• _WHAT IS REQUIRED_:
State how many lines of the material below contain the string "tree", with case taken into account. Give only the number.

• _PROVIDED MATERIAL_:

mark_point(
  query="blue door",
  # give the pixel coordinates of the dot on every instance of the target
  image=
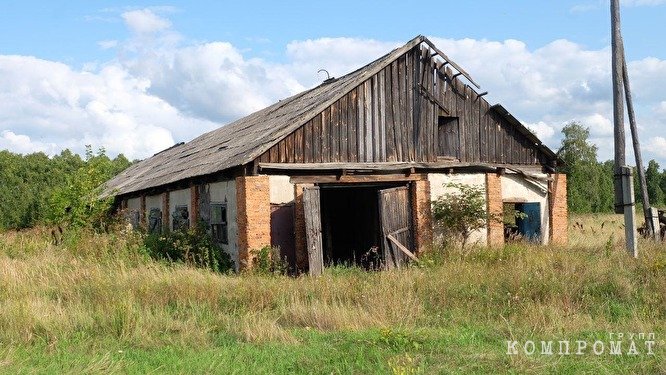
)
(530, 226)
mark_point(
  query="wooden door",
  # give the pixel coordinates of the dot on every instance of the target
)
(530, 225)
(312, 217)
(396, 223)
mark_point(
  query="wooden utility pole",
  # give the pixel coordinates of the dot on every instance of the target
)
(618, 104)
(647, 211)
(623, 182)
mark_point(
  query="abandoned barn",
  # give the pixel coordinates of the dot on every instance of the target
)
(352, 165)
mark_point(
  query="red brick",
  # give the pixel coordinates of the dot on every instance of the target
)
(557, 202)
(253, 217)
(494, 207)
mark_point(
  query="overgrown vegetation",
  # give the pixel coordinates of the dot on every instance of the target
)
(98, 303)
(193, 247)
(36, 189)
(459, 213)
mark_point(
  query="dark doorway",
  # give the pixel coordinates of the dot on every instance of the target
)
(522, 221)
(282, 233)
(351, 230)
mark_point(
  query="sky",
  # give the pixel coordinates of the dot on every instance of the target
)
(135, 78)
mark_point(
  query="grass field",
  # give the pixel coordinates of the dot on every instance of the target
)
(96, 304)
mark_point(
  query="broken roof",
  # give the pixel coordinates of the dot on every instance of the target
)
(241, 141)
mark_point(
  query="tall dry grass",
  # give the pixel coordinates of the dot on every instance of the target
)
(102, 286)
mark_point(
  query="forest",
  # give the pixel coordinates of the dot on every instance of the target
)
(38, 189)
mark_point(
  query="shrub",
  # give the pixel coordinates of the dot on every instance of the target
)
(267, 261)
(458, 214)
(194, 247)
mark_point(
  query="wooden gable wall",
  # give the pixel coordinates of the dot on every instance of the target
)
(393, 117)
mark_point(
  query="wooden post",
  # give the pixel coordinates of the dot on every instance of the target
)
(647, 212)
(618, 104)
(654, 218)
(629, 211)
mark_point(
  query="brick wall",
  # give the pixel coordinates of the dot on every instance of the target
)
(194, 206)
(421, 214)
(254, 217)
(557, 203)
(495, 209)
(166, 218)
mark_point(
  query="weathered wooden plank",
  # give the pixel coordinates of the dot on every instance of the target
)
(367, 110)
(298, 145)
(482, 107)
(312, 217)
(395, 111)
(462, 119)
(433, 115)
(360, 144)
(335, 131)
(376, 138)
(307, 142)
(478, 127)
(400, 91)
(289, 148)
(317, 140)
(390, 120)
(274, 154)
(381, 91)
(352, 126)
(326, 135)
(342, 119)
(351, 179)
(409, 103)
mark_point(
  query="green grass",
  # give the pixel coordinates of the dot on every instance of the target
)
(98, 304)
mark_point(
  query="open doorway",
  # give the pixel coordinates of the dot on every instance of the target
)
(522, 221)
(351, 225)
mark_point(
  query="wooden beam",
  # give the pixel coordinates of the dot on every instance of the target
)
(355, 179)
(453, 64)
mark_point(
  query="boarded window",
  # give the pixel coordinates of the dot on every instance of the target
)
(448, 135)
(134, 219)
(181, 218)
(155, 220)
(218, 222)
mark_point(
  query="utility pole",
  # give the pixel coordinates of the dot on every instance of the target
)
(623, 181)
(647, 211)
(618, 104)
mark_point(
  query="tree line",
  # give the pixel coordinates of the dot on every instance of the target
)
(38, 189)
(590, 182)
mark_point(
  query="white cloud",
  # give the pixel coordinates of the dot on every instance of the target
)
(47, 100)
(23, 144)
(163, 89)
(637, 3)
(145, 21)
(543, 131)
(107, 44)
(657, 145)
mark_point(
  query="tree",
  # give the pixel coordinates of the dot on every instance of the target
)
(584, 174)
(459, 213)
(78, 202)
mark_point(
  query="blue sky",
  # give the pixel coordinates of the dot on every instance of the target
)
(135, 78)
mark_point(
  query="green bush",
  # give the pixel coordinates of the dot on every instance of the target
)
(458, 214)
(194, 247)
(267, 261)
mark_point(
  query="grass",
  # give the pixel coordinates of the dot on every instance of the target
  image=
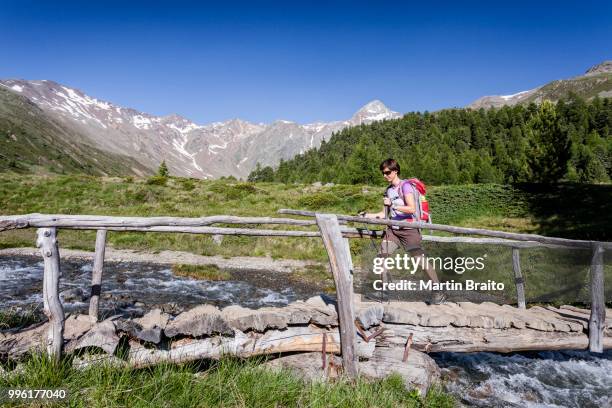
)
(508, 208)
(520, 208)
(204, 272)
(226, 383)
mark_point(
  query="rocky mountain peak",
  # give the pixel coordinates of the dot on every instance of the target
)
(373, 111)
(603, 68)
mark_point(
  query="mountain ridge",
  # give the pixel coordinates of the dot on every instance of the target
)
(231, 147)
(596, 81)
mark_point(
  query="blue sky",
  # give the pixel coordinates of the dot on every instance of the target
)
(299, 61)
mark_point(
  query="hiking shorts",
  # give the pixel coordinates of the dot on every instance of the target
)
(407, 238)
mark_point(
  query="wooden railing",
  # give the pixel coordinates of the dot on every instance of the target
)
(333, 234)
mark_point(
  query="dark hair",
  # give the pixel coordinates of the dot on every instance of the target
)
(391, 164)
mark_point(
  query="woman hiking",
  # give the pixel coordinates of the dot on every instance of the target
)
(399, 200)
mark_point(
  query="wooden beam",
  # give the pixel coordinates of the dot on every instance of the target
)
(96, 274)
(598, 306)
(518, 279)
(340, 261)
(47, 242)
(458, 230)
(96, 221)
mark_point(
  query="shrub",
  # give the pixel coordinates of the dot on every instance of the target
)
(157, 180)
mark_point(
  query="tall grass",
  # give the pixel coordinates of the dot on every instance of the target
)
(226, 383)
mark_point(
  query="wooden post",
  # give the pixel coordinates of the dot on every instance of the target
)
(598, 307)
(47, 242)
(340, 261)
(96, 274)
(518, 279)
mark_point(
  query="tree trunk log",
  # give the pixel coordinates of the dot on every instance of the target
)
(518, 278)
(47, 242)
(341, 264)
(96, 274)
(598, 306)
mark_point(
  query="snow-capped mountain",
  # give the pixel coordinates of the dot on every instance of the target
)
(205, 151)
(596, 81)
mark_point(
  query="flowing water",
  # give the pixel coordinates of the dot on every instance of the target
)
(543, 379)
(131, 288)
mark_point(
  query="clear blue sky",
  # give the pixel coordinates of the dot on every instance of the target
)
(315, 61)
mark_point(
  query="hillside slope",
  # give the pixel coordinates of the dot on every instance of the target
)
(31, 141)
(597, 81)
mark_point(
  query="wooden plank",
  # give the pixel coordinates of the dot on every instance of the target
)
(47, 242)
(458, 230)
(495, 241)
(339, 259)
(96, 274)
(95, 221)
(597, 320)
(518, 278)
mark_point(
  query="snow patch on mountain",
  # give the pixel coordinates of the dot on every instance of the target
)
(209, 150)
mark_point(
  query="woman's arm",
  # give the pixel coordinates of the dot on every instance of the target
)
(410, 207)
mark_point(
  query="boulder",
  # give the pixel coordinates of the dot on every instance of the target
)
(204, 320)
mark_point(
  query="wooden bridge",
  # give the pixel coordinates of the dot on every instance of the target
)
(349, 325)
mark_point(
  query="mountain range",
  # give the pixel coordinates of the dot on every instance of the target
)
(212, 150)
(49, 127)
(596, 81)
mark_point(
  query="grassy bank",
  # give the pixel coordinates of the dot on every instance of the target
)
(511, 208)
(228, 383)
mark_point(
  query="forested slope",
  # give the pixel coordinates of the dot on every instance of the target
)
(570, 140)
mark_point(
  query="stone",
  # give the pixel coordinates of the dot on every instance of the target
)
(204, 320)
(245, 319)
(102, 335)
(77, 325)
(73, 295)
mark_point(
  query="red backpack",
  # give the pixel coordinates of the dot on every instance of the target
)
(420, 200)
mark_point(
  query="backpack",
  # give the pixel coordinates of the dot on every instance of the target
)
(422, 205)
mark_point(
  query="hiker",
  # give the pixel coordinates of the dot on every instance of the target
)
(400, 200)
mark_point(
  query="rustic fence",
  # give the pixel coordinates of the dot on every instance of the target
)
(335, 239)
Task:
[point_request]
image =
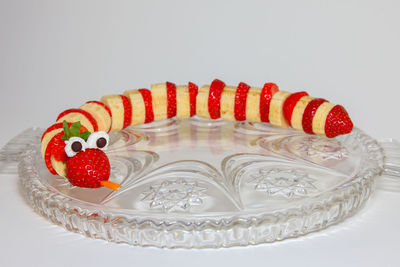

• _RESPONSE TO THIS TASK_:
3